### DIRECTIONS:
Count the lines in the data below that contain the string "road". Reply with the number alone.

### RECORDED INFORMATION:
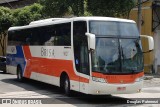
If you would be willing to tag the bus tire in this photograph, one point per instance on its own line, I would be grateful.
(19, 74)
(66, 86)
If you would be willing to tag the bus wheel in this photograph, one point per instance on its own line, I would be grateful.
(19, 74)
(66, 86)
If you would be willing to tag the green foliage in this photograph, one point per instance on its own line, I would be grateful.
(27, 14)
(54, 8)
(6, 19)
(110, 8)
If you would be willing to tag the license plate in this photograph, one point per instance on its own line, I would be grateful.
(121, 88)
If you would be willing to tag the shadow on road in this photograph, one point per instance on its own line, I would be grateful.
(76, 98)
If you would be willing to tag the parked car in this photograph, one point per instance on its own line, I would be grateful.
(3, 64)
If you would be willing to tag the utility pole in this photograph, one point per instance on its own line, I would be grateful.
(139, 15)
---
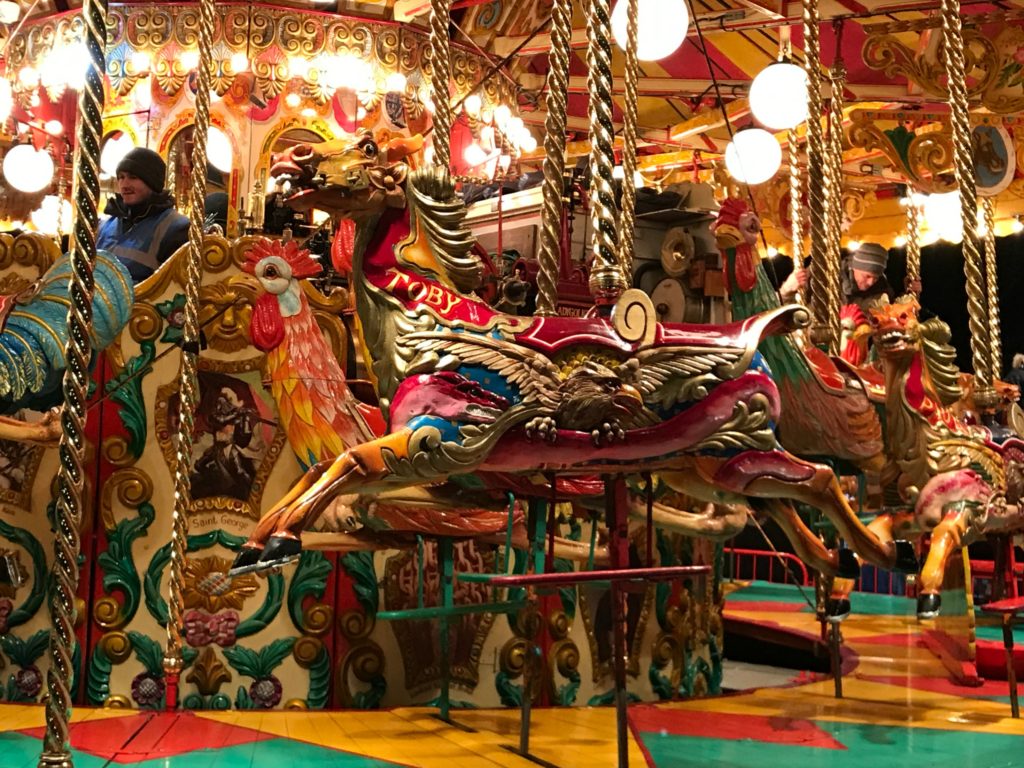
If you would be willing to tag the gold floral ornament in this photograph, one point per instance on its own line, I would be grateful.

### RESULT:
1